Data shown START

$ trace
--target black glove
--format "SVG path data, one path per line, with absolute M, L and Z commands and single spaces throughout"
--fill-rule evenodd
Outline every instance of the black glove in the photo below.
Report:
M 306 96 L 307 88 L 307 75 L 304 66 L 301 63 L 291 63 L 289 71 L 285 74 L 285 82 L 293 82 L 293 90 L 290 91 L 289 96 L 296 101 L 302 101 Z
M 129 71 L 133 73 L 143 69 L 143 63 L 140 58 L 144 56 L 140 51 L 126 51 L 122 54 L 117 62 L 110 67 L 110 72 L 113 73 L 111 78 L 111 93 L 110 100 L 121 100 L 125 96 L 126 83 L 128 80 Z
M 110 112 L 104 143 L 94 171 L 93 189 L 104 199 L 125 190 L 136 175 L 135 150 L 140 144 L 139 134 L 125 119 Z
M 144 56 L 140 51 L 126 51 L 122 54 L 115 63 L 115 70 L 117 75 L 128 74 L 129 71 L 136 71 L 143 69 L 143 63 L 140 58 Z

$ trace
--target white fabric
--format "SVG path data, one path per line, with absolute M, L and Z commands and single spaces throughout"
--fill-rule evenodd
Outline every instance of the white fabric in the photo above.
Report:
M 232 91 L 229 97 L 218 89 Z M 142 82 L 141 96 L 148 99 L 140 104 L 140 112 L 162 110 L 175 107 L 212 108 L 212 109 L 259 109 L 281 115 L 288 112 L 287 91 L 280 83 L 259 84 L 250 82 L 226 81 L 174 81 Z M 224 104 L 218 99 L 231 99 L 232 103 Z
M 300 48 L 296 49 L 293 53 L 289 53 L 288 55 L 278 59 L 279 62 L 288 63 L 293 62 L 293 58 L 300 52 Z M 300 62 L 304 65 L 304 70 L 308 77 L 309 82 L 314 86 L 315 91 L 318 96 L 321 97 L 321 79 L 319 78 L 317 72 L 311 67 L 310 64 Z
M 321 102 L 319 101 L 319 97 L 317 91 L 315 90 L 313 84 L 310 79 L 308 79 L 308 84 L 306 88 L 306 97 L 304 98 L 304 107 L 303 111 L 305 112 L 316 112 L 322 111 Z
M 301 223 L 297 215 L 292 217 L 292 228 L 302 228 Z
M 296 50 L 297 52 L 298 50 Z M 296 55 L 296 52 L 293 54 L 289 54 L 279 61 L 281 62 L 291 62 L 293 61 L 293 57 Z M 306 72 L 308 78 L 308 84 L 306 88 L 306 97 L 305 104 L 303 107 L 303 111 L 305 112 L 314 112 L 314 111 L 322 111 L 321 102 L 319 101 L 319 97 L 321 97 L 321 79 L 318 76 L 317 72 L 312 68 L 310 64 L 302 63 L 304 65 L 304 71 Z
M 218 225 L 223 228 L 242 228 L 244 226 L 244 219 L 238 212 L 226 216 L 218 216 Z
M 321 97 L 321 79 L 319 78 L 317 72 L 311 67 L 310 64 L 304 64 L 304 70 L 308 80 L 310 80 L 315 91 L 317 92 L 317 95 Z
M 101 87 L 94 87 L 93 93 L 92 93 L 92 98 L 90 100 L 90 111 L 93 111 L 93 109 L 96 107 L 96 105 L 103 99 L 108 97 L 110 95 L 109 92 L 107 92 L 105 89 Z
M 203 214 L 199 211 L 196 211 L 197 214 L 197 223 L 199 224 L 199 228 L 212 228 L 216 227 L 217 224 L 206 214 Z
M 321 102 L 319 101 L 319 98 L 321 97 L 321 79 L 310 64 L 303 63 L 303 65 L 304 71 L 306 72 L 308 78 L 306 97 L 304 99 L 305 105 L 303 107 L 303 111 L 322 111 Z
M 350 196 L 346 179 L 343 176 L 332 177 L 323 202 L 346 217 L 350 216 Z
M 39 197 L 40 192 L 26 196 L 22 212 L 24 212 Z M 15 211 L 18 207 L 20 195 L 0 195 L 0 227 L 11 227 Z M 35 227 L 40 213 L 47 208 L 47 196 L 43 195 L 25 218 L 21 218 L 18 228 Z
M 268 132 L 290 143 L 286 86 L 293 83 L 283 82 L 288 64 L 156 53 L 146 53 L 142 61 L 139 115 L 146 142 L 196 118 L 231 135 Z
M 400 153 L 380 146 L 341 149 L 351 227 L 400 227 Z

Data shown END

Work item
Reply with nothing but the count of lines in the entries above that contain "instance".

Answer space
2